Task statement
Copy everything from the line containing "where the dark" down to the end of the listing below, changing "tight box" to "close-fitting box" and leaving the rest untouched.

Supplied information

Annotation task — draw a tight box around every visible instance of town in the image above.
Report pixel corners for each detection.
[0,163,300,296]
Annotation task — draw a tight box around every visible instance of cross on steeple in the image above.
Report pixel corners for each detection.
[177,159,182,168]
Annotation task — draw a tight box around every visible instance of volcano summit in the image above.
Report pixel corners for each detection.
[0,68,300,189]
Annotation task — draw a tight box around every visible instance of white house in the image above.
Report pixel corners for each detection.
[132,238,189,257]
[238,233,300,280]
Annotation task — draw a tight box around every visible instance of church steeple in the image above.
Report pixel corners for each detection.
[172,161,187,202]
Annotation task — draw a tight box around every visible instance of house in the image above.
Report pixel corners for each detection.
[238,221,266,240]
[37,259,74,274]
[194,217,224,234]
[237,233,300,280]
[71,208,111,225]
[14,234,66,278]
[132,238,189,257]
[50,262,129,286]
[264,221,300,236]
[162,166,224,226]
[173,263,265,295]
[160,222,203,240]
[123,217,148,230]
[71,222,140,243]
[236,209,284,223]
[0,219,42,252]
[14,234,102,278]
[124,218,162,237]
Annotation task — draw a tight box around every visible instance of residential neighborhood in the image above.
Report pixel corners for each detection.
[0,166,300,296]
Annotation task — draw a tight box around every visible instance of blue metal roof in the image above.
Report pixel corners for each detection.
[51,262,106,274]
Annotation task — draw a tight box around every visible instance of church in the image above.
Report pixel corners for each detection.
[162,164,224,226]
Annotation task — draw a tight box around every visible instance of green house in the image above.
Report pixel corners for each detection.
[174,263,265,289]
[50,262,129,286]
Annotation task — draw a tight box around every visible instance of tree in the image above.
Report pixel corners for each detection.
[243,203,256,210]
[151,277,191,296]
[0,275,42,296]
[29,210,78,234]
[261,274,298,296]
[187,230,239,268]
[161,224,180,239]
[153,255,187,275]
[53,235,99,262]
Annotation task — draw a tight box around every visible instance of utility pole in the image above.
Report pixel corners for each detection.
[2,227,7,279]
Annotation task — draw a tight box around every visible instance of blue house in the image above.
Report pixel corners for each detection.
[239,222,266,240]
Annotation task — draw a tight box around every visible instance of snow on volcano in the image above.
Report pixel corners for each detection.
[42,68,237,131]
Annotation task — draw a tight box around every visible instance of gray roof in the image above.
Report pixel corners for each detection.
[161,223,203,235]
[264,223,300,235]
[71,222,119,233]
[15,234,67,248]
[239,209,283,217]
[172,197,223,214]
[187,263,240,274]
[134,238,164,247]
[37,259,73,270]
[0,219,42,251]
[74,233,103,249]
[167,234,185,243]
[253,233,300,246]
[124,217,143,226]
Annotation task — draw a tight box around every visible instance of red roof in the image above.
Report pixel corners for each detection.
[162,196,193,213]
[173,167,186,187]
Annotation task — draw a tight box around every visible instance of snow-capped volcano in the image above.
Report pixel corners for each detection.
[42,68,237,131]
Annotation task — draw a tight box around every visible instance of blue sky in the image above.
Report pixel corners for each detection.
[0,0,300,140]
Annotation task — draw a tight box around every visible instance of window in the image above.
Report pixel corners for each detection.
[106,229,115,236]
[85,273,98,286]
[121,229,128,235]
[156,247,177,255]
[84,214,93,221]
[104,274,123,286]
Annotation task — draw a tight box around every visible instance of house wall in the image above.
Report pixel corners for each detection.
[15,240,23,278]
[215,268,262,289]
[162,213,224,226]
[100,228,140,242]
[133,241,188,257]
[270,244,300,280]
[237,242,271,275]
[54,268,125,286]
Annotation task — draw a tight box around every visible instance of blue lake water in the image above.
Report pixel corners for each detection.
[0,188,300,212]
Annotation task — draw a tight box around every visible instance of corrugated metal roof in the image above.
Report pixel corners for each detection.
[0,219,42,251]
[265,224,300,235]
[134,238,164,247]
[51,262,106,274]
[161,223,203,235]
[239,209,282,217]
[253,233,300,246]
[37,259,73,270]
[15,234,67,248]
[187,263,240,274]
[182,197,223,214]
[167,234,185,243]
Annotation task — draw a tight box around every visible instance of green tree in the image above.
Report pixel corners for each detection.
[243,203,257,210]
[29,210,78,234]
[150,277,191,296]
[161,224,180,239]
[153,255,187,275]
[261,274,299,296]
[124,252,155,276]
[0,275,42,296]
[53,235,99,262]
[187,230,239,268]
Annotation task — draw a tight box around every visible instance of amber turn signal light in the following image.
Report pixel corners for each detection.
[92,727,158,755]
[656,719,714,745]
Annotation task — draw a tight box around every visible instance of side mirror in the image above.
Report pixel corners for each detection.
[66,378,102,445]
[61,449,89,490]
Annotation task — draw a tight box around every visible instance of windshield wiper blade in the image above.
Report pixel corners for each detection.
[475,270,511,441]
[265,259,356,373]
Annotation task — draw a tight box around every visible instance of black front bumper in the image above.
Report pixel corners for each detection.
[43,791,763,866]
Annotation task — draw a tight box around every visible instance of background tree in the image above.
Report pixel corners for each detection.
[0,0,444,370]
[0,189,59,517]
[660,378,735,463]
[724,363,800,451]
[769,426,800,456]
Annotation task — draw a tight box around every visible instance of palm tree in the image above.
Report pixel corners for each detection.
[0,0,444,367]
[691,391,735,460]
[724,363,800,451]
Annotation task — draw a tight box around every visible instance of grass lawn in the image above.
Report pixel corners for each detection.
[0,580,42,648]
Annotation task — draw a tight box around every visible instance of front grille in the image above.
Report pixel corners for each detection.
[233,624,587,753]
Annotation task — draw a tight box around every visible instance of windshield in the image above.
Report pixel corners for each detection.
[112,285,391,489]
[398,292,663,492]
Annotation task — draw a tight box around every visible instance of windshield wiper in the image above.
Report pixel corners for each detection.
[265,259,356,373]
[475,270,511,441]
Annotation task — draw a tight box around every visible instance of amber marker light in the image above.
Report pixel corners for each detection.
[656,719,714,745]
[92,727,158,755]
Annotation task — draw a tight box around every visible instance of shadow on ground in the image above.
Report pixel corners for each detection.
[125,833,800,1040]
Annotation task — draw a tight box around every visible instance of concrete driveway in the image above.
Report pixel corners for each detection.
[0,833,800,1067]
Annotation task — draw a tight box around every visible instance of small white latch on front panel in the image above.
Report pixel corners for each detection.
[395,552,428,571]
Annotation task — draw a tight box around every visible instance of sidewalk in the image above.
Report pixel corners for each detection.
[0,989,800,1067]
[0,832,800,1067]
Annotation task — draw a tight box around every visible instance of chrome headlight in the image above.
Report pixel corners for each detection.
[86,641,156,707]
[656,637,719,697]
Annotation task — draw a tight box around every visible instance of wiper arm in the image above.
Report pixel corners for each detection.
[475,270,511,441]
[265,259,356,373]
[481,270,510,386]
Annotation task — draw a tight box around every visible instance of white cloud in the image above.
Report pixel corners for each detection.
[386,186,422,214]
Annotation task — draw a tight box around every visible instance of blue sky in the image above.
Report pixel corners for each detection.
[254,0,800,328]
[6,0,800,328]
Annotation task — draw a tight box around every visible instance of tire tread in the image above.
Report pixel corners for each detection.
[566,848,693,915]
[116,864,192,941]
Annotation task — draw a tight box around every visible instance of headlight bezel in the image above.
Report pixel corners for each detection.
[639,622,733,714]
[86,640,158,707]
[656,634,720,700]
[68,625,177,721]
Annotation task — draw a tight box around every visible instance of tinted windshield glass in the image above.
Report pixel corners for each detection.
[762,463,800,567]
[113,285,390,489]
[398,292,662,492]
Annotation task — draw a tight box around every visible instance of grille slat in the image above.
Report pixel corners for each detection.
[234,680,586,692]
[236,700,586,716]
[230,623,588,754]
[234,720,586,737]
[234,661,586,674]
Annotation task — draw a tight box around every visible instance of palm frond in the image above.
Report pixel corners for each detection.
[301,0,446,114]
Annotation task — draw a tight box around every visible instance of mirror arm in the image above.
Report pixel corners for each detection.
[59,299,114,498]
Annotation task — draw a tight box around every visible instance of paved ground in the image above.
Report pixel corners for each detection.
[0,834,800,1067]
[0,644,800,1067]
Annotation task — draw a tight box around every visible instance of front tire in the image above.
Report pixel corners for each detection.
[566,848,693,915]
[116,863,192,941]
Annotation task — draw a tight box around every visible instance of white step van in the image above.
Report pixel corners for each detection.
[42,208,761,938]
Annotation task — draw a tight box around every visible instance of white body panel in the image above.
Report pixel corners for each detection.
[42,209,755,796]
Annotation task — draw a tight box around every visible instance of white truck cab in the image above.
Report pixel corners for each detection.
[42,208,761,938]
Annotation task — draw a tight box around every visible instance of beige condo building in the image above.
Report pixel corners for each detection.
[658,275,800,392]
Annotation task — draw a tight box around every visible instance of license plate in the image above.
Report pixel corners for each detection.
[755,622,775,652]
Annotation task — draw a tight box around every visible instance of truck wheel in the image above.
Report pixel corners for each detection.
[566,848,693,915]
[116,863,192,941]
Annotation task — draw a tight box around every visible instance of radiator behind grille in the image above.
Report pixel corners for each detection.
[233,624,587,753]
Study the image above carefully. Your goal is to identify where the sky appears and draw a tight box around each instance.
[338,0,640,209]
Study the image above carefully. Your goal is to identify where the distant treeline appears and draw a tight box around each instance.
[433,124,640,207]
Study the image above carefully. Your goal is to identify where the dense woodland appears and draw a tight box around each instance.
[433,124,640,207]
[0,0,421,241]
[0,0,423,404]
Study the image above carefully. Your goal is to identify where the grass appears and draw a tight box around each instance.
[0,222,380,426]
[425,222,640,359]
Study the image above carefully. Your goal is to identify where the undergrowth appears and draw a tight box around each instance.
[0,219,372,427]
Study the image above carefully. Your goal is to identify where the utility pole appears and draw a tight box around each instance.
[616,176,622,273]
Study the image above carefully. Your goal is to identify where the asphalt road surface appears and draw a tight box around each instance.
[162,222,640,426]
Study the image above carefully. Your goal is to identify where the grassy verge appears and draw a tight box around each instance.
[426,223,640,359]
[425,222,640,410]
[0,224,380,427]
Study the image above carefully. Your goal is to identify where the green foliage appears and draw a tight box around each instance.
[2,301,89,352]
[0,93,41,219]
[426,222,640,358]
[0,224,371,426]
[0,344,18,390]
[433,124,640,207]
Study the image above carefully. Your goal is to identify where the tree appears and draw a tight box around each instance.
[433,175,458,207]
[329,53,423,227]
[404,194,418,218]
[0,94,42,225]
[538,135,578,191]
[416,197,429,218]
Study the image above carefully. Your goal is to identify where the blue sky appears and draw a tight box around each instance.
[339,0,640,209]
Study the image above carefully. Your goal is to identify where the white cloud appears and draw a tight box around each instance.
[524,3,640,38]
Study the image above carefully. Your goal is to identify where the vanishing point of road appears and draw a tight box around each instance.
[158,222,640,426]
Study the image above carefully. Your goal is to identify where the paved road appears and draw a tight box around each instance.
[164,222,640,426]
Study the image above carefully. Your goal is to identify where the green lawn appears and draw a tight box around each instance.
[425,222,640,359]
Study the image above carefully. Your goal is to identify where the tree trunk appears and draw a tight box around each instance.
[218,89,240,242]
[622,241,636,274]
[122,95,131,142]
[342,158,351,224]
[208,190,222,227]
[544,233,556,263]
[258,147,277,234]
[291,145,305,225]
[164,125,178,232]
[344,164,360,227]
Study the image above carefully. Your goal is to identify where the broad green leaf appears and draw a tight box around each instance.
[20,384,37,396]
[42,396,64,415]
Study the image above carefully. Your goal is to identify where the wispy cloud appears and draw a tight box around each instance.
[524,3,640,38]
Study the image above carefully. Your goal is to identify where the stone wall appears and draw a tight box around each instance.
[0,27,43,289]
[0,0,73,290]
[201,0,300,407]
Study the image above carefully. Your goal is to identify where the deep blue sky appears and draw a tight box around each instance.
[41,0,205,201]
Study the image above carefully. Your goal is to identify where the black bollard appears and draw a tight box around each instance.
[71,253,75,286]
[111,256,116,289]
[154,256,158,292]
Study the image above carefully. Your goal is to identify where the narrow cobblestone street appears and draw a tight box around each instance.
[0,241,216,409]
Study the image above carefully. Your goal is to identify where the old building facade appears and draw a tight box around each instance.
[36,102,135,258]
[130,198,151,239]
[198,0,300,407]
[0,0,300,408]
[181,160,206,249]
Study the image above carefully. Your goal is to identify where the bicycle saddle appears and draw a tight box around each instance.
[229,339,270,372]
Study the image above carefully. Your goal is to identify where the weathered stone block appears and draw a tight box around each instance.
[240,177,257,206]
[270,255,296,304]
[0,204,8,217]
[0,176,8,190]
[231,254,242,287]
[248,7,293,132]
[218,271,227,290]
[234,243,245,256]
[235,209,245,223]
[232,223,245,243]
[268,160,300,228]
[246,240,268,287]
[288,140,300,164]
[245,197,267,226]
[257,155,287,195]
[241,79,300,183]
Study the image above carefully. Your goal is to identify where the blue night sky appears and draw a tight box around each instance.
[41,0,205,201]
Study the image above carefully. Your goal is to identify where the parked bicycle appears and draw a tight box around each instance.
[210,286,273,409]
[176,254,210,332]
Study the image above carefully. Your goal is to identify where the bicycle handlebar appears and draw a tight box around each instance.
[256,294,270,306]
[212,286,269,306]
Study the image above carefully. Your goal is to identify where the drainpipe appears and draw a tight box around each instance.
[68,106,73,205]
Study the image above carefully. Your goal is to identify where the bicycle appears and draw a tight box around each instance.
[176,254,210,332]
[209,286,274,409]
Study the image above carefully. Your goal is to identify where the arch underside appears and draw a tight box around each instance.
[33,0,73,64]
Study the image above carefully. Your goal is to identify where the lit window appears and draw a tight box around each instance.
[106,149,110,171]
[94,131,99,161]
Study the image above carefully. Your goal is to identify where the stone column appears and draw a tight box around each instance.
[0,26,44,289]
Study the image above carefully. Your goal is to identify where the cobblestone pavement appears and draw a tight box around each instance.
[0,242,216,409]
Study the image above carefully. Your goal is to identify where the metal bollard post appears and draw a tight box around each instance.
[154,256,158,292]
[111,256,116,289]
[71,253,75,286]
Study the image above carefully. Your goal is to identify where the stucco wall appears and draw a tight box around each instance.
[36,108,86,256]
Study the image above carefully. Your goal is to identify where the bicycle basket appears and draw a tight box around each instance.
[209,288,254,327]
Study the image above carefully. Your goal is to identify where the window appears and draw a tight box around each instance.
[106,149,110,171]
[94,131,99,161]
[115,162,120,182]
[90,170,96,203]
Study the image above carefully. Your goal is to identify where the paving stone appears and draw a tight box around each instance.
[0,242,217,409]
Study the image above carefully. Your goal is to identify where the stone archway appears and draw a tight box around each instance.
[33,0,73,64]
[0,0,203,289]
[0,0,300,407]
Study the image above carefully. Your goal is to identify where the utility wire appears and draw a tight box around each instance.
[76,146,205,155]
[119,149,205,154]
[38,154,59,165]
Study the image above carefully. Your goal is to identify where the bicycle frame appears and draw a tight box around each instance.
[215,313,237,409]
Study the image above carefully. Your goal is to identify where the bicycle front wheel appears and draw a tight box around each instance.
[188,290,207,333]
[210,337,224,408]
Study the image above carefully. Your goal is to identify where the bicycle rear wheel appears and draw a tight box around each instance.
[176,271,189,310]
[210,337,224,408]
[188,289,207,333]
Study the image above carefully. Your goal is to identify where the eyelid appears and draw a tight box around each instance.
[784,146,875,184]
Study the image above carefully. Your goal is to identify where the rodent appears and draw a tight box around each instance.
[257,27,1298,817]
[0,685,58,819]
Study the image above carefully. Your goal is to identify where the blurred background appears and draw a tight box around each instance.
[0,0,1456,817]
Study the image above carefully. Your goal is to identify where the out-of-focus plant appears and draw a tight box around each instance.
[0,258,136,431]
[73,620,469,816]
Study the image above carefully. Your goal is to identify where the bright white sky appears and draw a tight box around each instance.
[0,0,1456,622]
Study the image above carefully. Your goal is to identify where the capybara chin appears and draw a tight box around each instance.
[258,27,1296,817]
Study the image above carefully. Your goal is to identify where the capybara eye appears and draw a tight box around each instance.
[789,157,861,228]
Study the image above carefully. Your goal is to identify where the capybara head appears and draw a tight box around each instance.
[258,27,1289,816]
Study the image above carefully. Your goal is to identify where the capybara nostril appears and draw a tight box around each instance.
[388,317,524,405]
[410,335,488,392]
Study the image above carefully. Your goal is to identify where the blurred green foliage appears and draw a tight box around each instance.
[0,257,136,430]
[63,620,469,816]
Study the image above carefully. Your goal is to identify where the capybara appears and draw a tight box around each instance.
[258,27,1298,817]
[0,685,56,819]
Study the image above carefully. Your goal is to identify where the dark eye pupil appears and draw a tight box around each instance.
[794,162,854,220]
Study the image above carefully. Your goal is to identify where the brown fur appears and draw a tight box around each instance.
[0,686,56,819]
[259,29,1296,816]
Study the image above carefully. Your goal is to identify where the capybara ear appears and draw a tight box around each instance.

Response to the task
Study the image above carefully. Your goal is to identify where the dark eye pupil appears and draw a close-fitting box around each instance.
[794,162,854,220]
Study the image above carefully. Your goal is to identify where the brown fur appears and draw a close-fitting box around each instance.
[0,686,56,819]
[259,29,1296,816]
Study the image above carefully. Your goal is to identify where the capybara ear appears and draw a close-fitting box around each instance.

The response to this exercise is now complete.